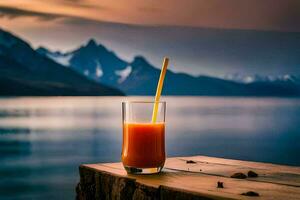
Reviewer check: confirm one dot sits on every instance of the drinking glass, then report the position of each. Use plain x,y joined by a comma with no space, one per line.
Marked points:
143,150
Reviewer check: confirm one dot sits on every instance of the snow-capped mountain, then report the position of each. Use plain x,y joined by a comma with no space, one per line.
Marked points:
139,77
24,72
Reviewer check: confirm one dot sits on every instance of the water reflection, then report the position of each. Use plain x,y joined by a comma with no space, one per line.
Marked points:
44,140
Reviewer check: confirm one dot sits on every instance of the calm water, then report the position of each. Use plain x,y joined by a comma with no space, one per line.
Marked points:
44,140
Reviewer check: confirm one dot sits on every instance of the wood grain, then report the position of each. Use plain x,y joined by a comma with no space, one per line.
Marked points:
195,180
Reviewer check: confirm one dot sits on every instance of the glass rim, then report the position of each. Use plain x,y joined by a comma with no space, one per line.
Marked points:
163,102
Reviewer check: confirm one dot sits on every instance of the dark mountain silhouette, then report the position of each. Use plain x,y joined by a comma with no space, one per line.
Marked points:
23,71
139,77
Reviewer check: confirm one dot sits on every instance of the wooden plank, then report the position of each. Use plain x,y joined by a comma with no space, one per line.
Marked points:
182,180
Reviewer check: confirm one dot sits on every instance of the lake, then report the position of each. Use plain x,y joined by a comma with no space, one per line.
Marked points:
43,140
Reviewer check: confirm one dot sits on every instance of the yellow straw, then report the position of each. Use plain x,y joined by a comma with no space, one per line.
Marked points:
159,88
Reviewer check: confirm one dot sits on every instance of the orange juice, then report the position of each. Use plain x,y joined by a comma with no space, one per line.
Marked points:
143,145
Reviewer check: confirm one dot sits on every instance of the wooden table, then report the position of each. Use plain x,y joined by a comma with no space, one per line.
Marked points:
190,178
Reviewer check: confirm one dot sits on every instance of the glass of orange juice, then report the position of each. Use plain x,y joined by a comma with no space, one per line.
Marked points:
143,150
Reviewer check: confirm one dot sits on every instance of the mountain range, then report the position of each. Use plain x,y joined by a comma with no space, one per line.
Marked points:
139,77
93,69
24,72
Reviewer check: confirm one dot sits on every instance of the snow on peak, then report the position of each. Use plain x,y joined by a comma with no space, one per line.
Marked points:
124,73
61,59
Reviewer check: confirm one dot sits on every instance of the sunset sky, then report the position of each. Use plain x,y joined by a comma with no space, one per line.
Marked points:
66,24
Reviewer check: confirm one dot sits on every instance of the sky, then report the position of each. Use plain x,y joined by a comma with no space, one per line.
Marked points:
148,27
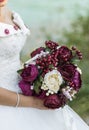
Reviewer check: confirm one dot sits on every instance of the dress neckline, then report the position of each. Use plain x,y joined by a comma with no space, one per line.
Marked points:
14,24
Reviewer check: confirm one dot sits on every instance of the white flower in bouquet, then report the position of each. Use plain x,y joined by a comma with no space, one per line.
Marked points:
52,82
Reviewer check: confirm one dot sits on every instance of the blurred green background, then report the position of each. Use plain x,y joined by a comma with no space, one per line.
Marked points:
66,22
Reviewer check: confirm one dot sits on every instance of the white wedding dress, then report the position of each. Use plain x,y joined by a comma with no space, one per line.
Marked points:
11,42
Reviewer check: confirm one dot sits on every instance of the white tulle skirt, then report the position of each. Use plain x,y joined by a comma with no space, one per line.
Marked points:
34,119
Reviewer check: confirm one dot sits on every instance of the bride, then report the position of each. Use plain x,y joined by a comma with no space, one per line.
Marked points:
19,112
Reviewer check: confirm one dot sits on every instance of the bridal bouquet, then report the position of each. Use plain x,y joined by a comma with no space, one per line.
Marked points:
51,74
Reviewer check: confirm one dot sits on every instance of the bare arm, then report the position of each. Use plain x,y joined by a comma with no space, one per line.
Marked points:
9,98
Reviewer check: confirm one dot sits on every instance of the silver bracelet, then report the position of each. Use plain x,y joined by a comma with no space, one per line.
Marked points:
18,100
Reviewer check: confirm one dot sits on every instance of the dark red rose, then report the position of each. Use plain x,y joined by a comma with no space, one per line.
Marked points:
76,81
42,94
67,71
37,51
54,101
51,44
29,73
65,54
26,88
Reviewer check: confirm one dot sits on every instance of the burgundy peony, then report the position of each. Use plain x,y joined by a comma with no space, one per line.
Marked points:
52,45
26,88
30,73
67,71
65,54
54,101
76,81
37,51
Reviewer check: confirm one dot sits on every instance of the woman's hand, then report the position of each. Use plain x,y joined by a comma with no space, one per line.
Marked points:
34,102
9,98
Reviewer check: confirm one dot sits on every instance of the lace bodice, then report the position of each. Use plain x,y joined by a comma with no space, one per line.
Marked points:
11,44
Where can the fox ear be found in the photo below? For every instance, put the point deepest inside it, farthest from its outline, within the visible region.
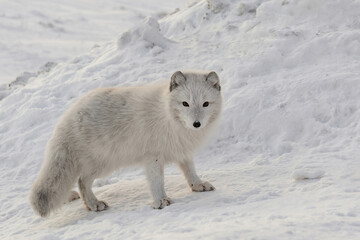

### EXERCISE OBJECTIVE
Count the lines in the items above that contain the string "glass". Give only the number.

### RESPONSE
3